**What you will do**
- a) Answer the following questions using the text on the NPREC draft standards.
(i) Which standard mandates the certification of the chief executive?
(ii) Which compliance checklist does SPR describe as particularly strong, and for which standard?
(iii) What do the draft standards fail to spell out, according to SPR?
- b) Output the passage of the text on the NPREC draft standards from "B. Prevention Planning" to "handle predatory inmates.".
- c) Pick up the text on the NPREC draft standards after its final sentence and continue it.

As part of the certification of the chief
executive (mandated by SA-2) and the facility head (proposed by SPR for SA-3), these
officials should be required to attest to the
availability of external oversight, including specifying how inmates can provide
confidential complaints to outside entities
and how these independent bodies can raise
concerns with the corrections administration.
B. Prevention Planning
SPR commends the NPREC for establishing
firm requirements for sight and sound supervision of all inmates, especially of those who
have been identified as vulnerable to sexual
abuse. Compliance checklist 5, for standard
PP-2, is particularly strong and illustrates the
NPREC’s recognition of the extreme dangers
facing certain detainees based on known risk
factors, such as sexual orientation, gender
identity, disability, and youth. Unfortunately,
the draft standards do not spell out how to
handle predatory inmates.
• In order for prevention planning efforts to
be successful, the NPREC should develop
a standard and compliance checklist for
the identification and housing of predatory
inmates.

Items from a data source
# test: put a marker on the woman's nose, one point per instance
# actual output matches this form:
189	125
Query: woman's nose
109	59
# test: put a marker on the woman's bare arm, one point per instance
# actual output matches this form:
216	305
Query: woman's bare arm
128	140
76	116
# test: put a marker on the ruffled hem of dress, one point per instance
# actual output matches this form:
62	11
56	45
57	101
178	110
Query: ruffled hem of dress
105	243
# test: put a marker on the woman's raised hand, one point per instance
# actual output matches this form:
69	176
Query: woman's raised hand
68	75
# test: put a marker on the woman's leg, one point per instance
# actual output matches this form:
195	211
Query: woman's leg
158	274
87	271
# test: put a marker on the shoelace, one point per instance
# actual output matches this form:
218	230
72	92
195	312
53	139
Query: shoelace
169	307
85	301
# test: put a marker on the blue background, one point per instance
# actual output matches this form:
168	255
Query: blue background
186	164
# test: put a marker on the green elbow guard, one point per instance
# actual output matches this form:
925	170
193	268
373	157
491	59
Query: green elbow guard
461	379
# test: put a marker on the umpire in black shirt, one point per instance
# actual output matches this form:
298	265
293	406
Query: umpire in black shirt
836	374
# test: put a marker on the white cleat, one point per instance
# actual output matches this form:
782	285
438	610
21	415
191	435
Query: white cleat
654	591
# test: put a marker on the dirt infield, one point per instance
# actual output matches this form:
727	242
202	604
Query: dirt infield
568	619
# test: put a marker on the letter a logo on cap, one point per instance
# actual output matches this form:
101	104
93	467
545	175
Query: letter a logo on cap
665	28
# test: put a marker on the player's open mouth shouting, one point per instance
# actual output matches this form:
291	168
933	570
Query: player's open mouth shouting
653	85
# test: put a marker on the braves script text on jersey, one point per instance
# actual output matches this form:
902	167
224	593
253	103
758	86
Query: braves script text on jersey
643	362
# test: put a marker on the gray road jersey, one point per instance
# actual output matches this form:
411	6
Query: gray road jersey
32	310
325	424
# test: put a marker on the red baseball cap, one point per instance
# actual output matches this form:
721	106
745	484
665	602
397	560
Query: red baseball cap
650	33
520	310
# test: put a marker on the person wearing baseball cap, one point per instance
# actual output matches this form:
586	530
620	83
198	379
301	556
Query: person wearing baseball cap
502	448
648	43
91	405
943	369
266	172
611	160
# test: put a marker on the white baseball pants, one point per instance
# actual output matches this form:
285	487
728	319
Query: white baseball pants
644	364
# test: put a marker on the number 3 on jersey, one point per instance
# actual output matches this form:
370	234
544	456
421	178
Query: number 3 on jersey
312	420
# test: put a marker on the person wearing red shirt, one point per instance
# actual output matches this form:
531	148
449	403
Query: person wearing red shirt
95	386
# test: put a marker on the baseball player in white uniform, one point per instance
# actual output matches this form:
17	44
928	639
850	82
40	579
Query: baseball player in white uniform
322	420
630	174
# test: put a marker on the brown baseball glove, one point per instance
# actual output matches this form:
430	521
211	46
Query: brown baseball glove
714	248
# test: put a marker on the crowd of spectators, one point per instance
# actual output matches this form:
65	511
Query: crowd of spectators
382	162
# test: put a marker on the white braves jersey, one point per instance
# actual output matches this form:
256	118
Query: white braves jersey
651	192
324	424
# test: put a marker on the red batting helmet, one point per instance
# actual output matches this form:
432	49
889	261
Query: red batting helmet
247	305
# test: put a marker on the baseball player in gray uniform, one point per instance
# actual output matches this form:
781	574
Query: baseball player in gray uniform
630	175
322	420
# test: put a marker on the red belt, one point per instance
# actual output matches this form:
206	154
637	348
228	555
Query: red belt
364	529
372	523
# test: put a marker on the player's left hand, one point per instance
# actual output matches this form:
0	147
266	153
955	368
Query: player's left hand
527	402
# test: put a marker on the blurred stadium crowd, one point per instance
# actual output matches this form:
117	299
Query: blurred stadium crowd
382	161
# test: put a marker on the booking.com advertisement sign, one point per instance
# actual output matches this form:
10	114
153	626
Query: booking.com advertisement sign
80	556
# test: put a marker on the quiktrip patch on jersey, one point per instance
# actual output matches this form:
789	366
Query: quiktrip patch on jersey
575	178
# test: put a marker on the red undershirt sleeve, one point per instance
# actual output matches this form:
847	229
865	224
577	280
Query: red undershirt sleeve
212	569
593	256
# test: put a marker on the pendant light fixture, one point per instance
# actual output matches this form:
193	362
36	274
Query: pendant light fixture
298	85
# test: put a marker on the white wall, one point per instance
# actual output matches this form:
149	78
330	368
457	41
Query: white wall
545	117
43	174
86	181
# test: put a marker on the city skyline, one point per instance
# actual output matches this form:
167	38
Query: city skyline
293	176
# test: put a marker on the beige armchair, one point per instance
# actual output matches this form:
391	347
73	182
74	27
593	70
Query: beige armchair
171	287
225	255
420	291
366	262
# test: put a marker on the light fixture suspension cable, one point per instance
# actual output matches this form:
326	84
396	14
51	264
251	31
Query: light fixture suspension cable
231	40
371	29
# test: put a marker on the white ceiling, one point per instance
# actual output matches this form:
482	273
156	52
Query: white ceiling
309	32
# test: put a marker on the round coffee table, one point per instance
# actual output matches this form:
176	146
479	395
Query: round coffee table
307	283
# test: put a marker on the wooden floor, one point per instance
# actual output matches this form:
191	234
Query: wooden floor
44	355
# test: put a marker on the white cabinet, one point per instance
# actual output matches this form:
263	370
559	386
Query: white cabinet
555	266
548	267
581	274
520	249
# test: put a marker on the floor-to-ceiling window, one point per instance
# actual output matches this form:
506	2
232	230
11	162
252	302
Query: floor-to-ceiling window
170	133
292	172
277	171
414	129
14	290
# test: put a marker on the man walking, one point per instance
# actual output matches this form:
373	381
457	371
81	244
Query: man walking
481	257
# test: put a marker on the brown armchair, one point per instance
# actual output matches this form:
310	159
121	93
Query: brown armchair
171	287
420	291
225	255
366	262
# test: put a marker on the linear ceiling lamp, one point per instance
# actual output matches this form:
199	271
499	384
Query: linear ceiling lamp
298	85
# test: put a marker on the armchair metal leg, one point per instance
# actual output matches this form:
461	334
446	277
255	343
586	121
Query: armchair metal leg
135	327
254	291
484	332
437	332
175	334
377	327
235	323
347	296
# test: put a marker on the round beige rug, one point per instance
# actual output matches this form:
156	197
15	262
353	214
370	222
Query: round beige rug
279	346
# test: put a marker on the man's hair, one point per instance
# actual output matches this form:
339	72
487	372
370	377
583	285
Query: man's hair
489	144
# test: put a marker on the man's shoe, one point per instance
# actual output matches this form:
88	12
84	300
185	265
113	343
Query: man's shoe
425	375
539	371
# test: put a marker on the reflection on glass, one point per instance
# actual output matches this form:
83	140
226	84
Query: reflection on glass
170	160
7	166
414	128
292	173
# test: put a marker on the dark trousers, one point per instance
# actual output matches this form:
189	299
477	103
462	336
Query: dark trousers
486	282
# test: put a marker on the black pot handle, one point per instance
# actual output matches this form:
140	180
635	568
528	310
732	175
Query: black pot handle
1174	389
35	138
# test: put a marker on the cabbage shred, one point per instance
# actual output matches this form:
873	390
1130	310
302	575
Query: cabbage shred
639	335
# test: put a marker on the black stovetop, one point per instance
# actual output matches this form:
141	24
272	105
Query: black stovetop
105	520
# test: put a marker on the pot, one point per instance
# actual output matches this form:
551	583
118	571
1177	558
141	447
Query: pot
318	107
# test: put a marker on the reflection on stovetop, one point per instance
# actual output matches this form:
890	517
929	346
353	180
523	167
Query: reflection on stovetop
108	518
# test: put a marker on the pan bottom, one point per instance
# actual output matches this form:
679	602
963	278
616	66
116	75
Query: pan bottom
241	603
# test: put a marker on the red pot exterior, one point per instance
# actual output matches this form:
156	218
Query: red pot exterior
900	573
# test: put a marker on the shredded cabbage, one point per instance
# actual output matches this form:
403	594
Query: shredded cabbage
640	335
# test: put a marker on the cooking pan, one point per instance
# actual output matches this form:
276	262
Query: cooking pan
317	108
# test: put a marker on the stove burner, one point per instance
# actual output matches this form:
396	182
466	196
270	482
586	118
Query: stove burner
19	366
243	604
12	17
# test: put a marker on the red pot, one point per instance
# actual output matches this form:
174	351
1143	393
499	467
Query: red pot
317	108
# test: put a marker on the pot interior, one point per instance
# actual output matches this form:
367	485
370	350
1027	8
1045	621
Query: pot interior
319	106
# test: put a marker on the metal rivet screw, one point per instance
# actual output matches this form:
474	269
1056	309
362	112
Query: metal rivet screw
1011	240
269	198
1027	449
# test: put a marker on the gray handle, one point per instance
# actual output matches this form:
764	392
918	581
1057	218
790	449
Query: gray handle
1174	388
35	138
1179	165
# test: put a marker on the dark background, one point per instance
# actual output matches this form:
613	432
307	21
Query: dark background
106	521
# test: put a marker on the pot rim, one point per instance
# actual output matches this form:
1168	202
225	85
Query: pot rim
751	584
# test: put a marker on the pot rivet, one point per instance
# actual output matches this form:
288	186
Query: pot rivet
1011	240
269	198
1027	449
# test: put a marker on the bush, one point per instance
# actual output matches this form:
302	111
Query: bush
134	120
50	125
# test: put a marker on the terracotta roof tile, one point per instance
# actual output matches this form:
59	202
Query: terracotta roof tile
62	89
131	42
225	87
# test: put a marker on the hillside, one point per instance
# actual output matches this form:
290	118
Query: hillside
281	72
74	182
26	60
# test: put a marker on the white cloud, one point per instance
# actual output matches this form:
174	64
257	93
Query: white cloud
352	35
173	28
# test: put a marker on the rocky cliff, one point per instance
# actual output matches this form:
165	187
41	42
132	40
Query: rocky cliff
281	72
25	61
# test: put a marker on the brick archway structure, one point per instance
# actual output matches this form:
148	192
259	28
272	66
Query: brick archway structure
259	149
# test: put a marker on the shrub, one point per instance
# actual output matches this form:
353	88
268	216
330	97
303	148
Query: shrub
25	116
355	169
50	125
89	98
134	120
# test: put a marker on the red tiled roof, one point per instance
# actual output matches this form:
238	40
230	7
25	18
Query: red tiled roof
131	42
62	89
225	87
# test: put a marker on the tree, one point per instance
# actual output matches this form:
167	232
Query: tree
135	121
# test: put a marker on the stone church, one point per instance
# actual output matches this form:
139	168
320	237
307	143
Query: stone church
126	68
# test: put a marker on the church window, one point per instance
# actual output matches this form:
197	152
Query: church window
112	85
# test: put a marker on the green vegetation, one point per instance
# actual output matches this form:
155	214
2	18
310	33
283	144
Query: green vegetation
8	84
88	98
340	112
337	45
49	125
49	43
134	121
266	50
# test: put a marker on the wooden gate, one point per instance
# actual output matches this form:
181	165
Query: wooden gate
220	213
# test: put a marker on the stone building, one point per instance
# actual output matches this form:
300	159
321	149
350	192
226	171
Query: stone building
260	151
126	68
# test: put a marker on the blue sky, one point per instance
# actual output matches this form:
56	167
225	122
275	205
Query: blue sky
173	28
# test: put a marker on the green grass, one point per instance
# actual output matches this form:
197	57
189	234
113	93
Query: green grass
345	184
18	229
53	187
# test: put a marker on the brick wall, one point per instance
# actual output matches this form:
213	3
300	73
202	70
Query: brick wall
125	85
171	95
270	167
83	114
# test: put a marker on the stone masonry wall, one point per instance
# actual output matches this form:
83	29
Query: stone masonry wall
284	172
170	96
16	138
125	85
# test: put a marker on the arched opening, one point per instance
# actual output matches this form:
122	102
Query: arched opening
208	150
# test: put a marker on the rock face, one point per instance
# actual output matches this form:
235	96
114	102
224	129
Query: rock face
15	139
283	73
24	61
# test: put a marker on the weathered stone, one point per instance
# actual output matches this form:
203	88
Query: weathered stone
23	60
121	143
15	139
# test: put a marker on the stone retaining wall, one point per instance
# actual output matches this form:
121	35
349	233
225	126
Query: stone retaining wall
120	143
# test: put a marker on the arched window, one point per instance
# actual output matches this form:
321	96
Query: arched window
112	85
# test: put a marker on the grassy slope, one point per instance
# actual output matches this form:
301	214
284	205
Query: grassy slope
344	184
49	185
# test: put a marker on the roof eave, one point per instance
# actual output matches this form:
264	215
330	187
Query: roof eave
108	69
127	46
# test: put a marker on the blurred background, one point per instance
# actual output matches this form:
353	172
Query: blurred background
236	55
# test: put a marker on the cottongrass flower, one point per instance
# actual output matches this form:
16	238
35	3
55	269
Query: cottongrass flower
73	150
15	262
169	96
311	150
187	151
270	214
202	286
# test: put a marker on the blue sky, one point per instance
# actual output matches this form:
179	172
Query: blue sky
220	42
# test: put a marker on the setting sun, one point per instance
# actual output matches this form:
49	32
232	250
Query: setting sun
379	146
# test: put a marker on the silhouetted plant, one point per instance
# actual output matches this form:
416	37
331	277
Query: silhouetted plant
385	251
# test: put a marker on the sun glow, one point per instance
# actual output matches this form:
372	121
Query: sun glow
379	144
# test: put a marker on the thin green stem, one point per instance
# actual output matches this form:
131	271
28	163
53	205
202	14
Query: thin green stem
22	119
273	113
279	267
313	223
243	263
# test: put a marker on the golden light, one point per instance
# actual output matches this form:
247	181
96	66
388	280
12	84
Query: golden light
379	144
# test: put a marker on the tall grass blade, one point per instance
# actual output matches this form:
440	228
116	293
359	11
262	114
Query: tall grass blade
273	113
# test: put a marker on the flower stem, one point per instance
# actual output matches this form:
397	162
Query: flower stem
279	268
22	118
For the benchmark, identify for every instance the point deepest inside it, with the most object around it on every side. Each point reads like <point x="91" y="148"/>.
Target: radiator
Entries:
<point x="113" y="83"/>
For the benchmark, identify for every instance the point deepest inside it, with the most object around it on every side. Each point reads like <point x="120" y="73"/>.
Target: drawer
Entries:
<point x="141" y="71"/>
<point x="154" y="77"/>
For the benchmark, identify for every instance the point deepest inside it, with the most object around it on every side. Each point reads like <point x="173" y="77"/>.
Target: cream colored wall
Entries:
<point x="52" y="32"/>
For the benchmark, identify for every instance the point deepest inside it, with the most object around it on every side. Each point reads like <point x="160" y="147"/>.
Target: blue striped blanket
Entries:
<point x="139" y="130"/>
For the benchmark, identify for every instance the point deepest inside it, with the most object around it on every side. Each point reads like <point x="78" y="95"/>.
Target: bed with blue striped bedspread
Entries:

**Answers by item**
- a)
(i) SA-2
(ii) Compliance checklist 5, for standard PP-2
(iii) How to handle predatory inmates

- b)
B. Prevention Planning
SPR commends the NPREC for establishing
firm requirements for sight and sound supervision of all inmates, especially of those who
have been identified as vulnerable to sexual
abuse. Compliance checklist 5, for standard
PP-2, is particularly strong and illustrates the
NPREC’s recognition of the extreme dangers
facing certain detainees based on known risk
factors, such as sexual orientation, gender
identity, disability, and youth. Unfortunately,
the draft standards do not spell out how to
handle predatory inmates.

- c)
Corrections staff are the ultimate enforcers
of human rights in detention and, as such,
must adhere to the highest possible professional and ethical standards. Hiring decisions
must be based on a thorough review of an
applicant’s background. The draft standard for
staff qualifications (PP-5) screens for egregious
concerns, such as criminal history, history
of engaging in sexual abuse, and other prior
conduct suggesting a likelihood of engaging
in abuse, but SPR urges the NPREC to make
this standard broader.
• Corrections systems should be required to
examine an applicant’s employment history.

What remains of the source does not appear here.